::: MATERIAL SUPPLIED

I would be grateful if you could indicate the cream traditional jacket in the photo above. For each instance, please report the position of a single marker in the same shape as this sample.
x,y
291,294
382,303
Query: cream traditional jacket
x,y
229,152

::::::

=== EXERCISE INSTRUCTIONS ===
So that nothing is lost, restate all the material word for word.

=== RESULT ===
I would be grateful if you could indicate the cream traditional jacket in the photo above. For each instance, please report the position of a single marker in the same shape as this sample.
x,y
291,294
382,303
Query: cream traditional jacket
x,y
229,152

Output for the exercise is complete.